[Entries taken from a collection]
· · ·

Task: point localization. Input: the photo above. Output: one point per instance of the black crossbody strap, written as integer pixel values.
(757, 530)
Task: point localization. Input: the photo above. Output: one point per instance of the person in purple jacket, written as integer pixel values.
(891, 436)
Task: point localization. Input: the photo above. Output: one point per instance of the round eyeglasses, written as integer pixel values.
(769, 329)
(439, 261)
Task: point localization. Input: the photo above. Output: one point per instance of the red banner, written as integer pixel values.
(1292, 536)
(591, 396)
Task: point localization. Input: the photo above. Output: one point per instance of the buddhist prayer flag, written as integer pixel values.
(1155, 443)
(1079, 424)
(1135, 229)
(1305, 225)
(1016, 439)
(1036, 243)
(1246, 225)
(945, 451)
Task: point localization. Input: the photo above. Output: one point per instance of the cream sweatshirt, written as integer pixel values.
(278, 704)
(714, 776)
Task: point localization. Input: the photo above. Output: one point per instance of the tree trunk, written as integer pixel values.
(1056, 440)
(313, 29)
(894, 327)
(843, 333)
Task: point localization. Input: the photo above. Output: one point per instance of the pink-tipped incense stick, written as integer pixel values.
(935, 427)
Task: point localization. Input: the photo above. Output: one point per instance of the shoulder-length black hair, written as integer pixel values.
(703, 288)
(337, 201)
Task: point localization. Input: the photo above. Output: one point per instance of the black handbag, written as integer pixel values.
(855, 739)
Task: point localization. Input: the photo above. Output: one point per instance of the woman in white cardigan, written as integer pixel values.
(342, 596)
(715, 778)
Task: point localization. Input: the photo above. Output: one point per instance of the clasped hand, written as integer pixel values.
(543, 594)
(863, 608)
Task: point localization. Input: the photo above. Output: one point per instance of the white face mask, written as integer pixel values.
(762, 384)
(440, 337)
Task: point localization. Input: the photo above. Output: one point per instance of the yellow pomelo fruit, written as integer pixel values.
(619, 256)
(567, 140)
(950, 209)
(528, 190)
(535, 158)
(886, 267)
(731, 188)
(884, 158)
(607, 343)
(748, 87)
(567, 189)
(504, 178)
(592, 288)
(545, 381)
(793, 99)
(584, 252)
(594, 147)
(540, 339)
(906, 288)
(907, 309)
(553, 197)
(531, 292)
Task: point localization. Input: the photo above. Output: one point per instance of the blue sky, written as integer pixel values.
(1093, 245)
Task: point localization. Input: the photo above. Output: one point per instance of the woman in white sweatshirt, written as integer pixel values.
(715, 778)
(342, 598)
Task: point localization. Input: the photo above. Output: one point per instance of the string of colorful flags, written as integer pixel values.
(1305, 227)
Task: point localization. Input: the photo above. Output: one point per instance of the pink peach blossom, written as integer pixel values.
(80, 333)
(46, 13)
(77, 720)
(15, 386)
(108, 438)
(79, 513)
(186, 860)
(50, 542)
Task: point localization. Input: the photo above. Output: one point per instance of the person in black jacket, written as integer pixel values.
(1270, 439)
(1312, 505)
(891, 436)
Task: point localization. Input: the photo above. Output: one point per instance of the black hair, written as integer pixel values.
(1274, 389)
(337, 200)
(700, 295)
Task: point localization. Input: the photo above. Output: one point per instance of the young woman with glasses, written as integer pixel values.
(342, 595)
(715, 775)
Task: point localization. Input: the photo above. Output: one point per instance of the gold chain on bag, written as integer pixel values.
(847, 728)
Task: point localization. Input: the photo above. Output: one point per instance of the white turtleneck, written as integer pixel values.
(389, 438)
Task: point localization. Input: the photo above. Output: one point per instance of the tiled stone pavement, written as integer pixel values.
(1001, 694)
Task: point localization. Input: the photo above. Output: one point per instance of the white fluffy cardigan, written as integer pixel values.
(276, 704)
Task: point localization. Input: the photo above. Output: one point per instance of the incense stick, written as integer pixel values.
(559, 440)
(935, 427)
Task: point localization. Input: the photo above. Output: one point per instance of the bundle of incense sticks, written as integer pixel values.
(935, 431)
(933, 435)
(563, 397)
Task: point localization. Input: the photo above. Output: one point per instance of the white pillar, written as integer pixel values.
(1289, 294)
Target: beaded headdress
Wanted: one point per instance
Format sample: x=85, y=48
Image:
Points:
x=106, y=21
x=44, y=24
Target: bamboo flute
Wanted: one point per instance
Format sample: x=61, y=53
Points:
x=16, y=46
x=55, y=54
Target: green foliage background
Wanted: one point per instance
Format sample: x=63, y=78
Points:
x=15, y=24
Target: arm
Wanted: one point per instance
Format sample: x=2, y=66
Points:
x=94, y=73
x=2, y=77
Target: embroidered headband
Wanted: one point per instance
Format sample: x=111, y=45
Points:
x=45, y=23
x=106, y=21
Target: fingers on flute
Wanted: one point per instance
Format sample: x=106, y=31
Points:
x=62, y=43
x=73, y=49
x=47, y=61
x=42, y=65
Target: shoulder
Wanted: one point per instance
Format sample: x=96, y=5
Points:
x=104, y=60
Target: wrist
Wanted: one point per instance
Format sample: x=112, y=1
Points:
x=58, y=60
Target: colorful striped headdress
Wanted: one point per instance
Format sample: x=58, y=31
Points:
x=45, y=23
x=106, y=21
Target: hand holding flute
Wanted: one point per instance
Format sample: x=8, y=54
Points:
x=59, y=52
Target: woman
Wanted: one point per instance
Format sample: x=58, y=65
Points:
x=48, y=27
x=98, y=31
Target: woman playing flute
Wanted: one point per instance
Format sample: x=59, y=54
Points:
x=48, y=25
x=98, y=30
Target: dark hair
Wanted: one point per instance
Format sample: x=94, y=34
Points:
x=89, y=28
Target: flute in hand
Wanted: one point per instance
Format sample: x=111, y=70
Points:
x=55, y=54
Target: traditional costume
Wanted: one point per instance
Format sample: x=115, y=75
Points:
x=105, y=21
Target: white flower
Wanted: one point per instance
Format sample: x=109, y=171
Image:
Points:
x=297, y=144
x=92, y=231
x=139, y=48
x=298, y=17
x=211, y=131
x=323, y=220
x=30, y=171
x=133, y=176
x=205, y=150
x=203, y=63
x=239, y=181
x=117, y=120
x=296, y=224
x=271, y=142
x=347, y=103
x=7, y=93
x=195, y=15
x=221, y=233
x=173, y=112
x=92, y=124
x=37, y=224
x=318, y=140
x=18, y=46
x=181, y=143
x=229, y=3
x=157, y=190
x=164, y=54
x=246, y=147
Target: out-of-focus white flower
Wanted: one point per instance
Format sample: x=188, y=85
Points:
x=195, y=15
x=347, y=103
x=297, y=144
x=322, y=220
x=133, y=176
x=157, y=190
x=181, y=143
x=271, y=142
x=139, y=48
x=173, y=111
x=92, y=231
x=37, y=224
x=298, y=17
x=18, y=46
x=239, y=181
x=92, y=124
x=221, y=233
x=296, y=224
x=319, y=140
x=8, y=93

· · ·

All of the entries above need to be printed again exactly.

Task: point localization. Input: the photo above. Output: one point per instance of the black crossbody strap, written as integer pixel values.
(757, 530)
Task: point localization. Input: the photo above. Output: one point per instance of the person in purple jacket, written as integer pixel values.
(891, 436)
Task: point localization. Input: the photo above. Output: one point per instance of the round eyeglasses, written as integer pixel values.
(769, 329)
(439, 261)
Task: point localization. Input: the photo above. Output: one point per instance of the red banner, written as integer pixel values.
(1292, 536)
(591, 396)
Task: point localization. Input: the photo above. Output: one point per instance of the buddhist prayer flag, written as integer pixel values.
(1155, 443)
(1079, 424)
(1135, 229)
(1305, 225)
(1016, 439)
(1036, 243)
(1246, 225)
(945, 451)
Task: point localization. Input: the photo above. Output: one point per instance of the cream sweatshirt, written as integer pixel values.
(278, 704)
(714, 776)
Task: point localization. Input: the photo above. Output: one point per instance of the tree trunk, written as integer pixel values.
(1056, 440)
(313, 29)
(894, 327)
(843, 333)
Task: point localization. Input: the photo above. Output: one point per instance of the pink-tipped incense stick, written as integer pixel values.
(935, 427)
Task: point localization. Input: the photo above. Output: one point per instance of the shoulder-length black hair, written as integer pixel values.
(703, 288)
(337, 201)
Task: point localization. Input: the photo above. Output: one point per instance of the black handbag, written as integer pixel values.
(855, 739)
Task: point localization. Input: the photo above. Output: one point per instance of the woman in white cardigan, written as integer pixel values.
(342, 596)
(715, 778)
Task: point localization. Input: the photo above. Output: one point per instance of the clasped hand, written as integer pixel values.
(543, 594)
(863, 608)
Task: point localization. Input: the photo above. Output: one point per instance of the white face mask, written as integer pixel values.
(762, 384)
(440, 337)
Task: point localization. Input: the photo above. Output: one point per instance of the yellow pomelo fruit, written as integer pixel values.
(619, 256)
(567, 140)
(950, 209)
(528, 190)
(535, 158)
(886, 267)
(731, 188)
(884, 158)
(607, 343)
(748, 87)
(567, 189)
(504, 178)
(592, 288)
(545, 381)
(793, 99)
(584, 252)
(594, 147)
(540, 339)
(906, 288)
(907, 309)
(553, 197)
(531, 292)
Task: point localization. Input: the photo above. Output: one point per instance of the blue sky, written as integer pixel values.
(1093, 245)
Task: point localization. Input: the photo above. Output: one point per instance of the woman in white sweatshirt, written as integer pixel values.
(715, 778)
(342, 598)
Task: point localization. Input: the photo above. Output: one point per instance of the string of colorful flags, written as integer pixel values.
(1305, 227)
Task: point localization. Input: the photo above. Output: one point per instance of the pink peach blossom, written as integer pixel values.
(80, 333)
(46, 13)
(77, 720)
(15, 386)
(108, 438)
(79, 513)
(186, 860)
(50, 542)
Task: point localization. Input: the photo above. Output: one point per instance of the person in black jacket, written as integer pixel values.
(1270, 439)
(1312, 505)
(891, 436)
Task: point localization. Input: the photo above. Output: one point per instance of the black hair, written as integer pixel values.
(1274, 389)
(337, 200)
(700, 295)
Task: point localization. Input: the photo above. Output: one point per instance of the young woman with glasses, written as integer pixel values.
(342, 595)
(715, 775)
Task: point localization. Input: the photo above. Output: one point per instance of the gold chain on bag, written as integer pixel values.
(847, 728)
Task: point localization. Input: the photo above. Output: one point per instance of the white turtleneck, written as integer pixel values.
(389, 438)
Task: point localization. Input: the photo above. Output: one point per instance of the tiled stone pavement, written as integer pixel values.
(1001, 694)
Task: point localization. Input: the photo above. Output: one point per instance of the white fluffy cardigan, written as integer pixel values.
(276, 704)
Task: point localization. Input: the photo above. Output: one point per instance of the incense stick, written as integer pixel values.
(559, 440)
(935, 427)
Task: point localization. Input: the photo above. Output: one point per instance of the bundle of incense sticks, written as integer pixel values.
(935, 431)
(933, 435)
(563, 397)
Task: point localization. Input: the photo above. Output: one point per instance of the white pillar, written as integer pixel values.
(1289, 294)
Target: beaded headdress
Wanted: one point per instance
Format sample: x=85, y=48
Image:
Points:
x=106, y=21
x=44, y=24
Target: bamboo flute
Wanted: one point per instance
Format sample: x=61, y=53
Points:
x=16, y=46
x=55, y=54
Target: green foliage background
Wanted: one point per instance
Format sample: x=63, y=78
Points:
x=15, y=24
Target: arm
Wanted: one point per instance
Format sample: x=2, y=66
Points:
x=94, y=73
x=2, y=77
Target: embroidered headband
Wanted: one point per instance
Format sample: x=111, y=45
Points:
x=45, y=23
x=106, y=21
Target: fingers on flute
Wanted: one point per instance
Format sample: x=106, y=31
Points:
x=62, y=43
x=73, y=49
x=47, y=61
x=42, y=65
Target: shoulder
Wanted: one point per instance
Format sample: x=96, y=5
Points:
x=104, y=60
Target: wrist
Wanted: one point per instance
Format sample: x=112, y=1
Points:
x=58, y=60
Target: colorful striped headdress
Wanted: one point per instance
Format sample: x=58, y=31
Points:
x=45, y=23
x=106, y=21
Target: hand holding flute
Wanted: one point per instance
Format sample: x=8, y=54
Points:
x=59, y=52
Target: woman
Wanted: one point per instance
Format sample: x=58, y=65
Points:
x=48, y=27
x=98, y=31
Target: woman playing flute
Wanted: one point per instance
Format sample: x=59, y=54
Points:
x=48, y=25
x=98, y=30
Target: dark hair
Wanted: one point per instance
Format sample: x=94, y=34
Points:
x=89, y=28
Target: flute in hand
Wanted: one point per instance
Format sample: x=111, y=70
Points:
x=55, y=54
Target: traditional costume
Wanted: one point per instance
Format sample: x=115, y=75
Points:
x=105, y=21
Target: white flower
Wanted: one point per instance
Format sample: x=109, y=171
Image:
Points:
x=297, y=144
x=92, y=231
x=139, y=48
x=298, y=17
x=211, y=131
x=323, y=220
x=30, y=171
x=133, y=176
x=205, y=150
x=203, y=63
x=239, y=181
x=117, y=120
x=296, y=224
x=271, y=142
x=347, y=103
x=7, y=93
x=195, y=15
x=221, y=233
x=173, y=112
x=92, y=124
x=37, y=224
x=318, y=140
x=18, y=46
x=181, y=143
x=229, y=3
x=157, y=190
x=164, y=54
x=246, y=147
Target: out-of-focus white flower
Wanted: one point per instance
Format sample: x=188, y=85
Points:
x=195, y=15
x=347, y=103
x=297, y=144
x=322, y=220
x=133, y=176
x=157, y=190
x=181, y=143
x=271, y=142
x=139, y=48
x=173, y=111
x=92, y=231
x=37, y=224
x=298, y=17
x=18, y=46
x=239, y=181
x=92, y=124
x=221, y=233
x=296, y=224
x=319, y=140
x=8, y=93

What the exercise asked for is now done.